## 文書抜粋
--------------------------------
「現代詩の入り口」12 - 胸に直接響く詩を読みたかったら、宮尾節子の詩を読んでみよう
「現代詩の入り口」12 - 胸に直接響く詩を読みたかったら、宮尾節子の詩を読んでみよう
この原稿は宮尾さんとの対談のために用意した原稿です。宮尾さんがご自身で詩を朗読して、そのあとで僕が解説をするという手順でした。書いた本人の前で詩を解説するというのはとても緊張します。
(1)
グッド モーニング 宮尾節子
コップ一杯の
水道の水が
ひとりの大人の人間を
立ちあげる
いちばん正しい
飲み物である
君がいるのは
ぜいたくだ
――『くじらの日』より
*
「グッド モーニング」について
この詩には清涼感を感じます。スッキリ感とも清潔感とも透明感とも言えるかも知れません。健康な生き方、健康なあり方、生き物の存在のあり方、背筋の伸ばし方。そういうものを感じます。
そしてこの詩は、全部を書ききってはいません。書いてない部分は、読む人が書かなければならない詩です。書かなければならない部分とは「なぜ君がいるのはぜいたくなのか」という部分です。あるいは、コップ一杯の水を飲むことが大人の人間にとって正しい飲み物なのであるなら、「なぜ君がいるのはぜいたくなのか」ということです。
考えてみましょう
「君がいるのは/ぜいたくだ」というのは、すぱっと切れ味のよい日本語ですが、そもそも何を言わんとしているのでしょうか。君がいること、存在していることがぜいたくだということでしょうか。いるだけで贅沢だという考え方は、とても面白いと思うし、とても引き下がった謙虚な感じかたです。だから、これでもいいかなと思います。
あるいは「君がいるのは/ぜいたくだ」というのは、君にとってではなく、誰かにとって君がそばにいることは贅沢だ、という意味でしょうか。そうするとこれは恋愛詩になりますが、どうもそんな感じはしません。恋愛とは遠いところの言葉のような気がします。
そもそもコップ一杯の水道の水に対比されているものはなんでしょう。おそらくジュースや果物、高級な料理。つまりは「ぜいたく」なものです。
一連目には「ぜいたく」という言葉は使われていませんが、じつはここにぜいたくが隠されていたのです。
整理すると、一連目で言っているのは、「ぜいたくでないことがただしい生き方である」ということのようです。
それに続いて「君がいるのは/ぜいたくだ」と言っているということは、生きる姿勢そのもの、ここにあることのありがたさや、かけがえのなさ、もったいなさ、むだにはしたくないという気持ちが、こもごも入っているのではないでしょうか。
先ほども言いましたが、とても切れ味のよい詩です。
言いたいことは言わずにすませてしまっている。それだけに、詩の本質だけが磨かれてここに置かれている、という気持ちがします。
--------------------------------
## 生データ
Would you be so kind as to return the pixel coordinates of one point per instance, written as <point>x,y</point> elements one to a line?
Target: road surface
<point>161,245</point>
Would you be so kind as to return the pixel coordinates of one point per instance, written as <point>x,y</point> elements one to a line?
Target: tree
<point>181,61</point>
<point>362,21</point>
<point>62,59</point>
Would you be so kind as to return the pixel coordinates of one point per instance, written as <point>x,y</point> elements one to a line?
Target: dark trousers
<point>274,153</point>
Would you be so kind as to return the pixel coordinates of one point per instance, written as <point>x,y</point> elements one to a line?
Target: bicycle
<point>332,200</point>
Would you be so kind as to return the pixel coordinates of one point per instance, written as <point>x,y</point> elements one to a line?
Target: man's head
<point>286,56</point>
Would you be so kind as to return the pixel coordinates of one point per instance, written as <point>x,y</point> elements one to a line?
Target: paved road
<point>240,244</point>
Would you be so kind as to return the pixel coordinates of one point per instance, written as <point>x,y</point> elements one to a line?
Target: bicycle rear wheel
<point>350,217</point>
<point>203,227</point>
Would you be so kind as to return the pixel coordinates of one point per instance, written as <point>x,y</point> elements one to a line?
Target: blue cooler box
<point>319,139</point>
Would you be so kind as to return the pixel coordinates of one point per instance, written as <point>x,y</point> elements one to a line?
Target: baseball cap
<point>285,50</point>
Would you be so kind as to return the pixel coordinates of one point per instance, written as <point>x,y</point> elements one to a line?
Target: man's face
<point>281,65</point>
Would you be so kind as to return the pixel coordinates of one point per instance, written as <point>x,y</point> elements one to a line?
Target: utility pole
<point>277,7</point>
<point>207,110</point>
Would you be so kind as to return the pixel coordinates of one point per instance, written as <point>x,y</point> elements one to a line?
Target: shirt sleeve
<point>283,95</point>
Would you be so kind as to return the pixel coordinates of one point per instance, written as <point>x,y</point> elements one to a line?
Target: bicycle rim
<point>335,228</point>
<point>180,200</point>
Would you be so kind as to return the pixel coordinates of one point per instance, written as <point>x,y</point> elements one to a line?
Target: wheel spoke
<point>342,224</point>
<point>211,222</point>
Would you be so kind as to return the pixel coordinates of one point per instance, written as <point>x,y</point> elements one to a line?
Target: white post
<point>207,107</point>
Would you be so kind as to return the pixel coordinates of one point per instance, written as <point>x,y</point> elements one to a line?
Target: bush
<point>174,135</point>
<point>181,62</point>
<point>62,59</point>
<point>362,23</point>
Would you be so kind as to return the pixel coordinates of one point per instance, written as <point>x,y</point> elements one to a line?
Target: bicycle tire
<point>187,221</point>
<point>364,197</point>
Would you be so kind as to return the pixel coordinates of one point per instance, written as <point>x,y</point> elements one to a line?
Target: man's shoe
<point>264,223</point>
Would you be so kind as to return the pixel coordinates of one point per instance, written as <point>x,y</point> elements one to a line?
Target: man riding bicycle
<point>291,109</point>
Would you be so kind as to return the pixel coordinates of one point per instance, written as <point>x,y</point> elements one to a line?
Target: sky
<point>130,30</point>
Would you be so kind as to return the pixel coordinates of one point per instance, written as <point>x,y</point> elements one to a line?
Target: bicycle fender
--------------------------------
## 指示文 1
文書抜粋の「そしてこの詩は、全部を書ききってはいません」で始まる段落を、要点を保ったまま短くまとめ直してください。
## 指示文 2
文書抜粋に基づき、次の問いに答えてください。
(a) 対談で詩を朗読したのは誰か。
(b) 「グッド モーニング」はどの作品から引かれているか。
(c) コップ一杯の水道の水に対比されているものとして挙げられているのは何か。
## 指示文 3
文書抜粋で「健康な生き方」で始まる文に並べられている語句を、すべて挙げてください。

## 正答 1
この詩はすべてを書ききっておらず、書かれていない部分は読む人が補わなければならない。その部分とは「なぜ君がいるのはぜいたくなのか」、つまりコップ一杯の水を飲むことが大人の人間にとって正しいのなら、なぜ君がいるのはぜいたくなのか、という点である。

## 正答 2
(a) 宮尾さん(宮尾節子)自身
(b) 『くじらの日』
(c) ジュースや果物、高級な料理

## 正答 3
健康な生き方
健康なあり方
生き物の存在のあり方
背筋の伸ばし方